*** DATASET RECORDS Section Begins ***

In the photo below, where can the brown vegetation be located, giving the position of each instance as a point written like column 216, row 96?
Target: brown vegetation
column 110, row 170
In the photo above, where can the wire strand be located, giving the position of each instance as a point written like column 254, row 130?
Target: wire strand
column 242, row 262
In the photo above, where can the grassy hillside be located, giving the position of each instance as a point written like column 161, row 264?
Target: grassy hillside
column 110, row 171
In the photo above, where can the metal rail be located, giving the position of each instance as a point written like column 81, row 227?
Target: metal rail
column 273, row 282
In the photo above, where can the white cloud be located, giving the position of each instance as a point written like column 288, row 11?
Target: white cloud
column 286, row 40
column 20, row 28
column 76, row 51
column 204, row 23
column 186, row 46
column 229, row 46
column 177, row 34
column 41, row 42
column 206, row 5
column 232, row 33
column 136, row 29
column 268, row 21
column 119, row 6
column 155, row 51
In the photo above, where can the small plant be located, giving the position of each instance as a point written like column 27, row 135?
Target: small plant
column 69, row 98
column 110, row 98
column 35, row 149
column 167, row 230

*** DATASET RECORDS Section Ends ***
*** DATASET RECORDS Section Begins ***

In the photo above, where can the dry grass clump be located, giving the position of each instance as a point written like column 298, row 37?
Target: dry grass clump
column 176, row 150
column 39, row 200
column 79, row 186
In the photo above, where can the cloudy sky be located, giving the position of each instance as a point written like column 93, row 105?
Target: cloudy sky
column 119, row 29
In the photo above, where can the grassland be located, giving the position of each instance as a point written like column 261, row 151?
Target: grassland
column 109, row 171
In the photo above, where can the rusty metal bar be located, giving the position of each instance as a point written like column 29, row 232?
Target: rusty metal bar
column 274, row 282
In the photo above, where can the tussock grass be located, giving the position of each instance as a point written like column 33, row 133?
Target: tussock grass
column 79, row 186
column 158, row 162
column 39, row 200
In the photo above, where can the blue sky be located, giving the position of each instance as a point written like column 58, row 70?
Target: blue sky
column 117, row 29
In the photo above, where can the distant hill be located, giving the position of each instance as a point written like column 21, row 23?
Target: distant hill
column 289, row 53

*** DATASET RECORDS Section Ends ***
*** DATASET RECORDS Section Begins ***

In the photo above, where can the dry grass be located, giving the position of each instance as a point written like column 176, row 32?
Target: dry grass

*** DATASET RECORDS Section Ends ***

TASK OBJECTIVE –
Going down the listing above, begin printing at the line with "In the photo above, where can the metal" and finish with the line with "In the photo above, where can the white", exactly as they appear.

RESPONSE –
In the photo above, where can the metal rail be located, giving the position of each instance as a point written like column 81, row 227?
Target: metal rail
column 273, row 282
In the photo above, where can the white cloud be located, giving the position of each instance as a point written like column 288, row 11?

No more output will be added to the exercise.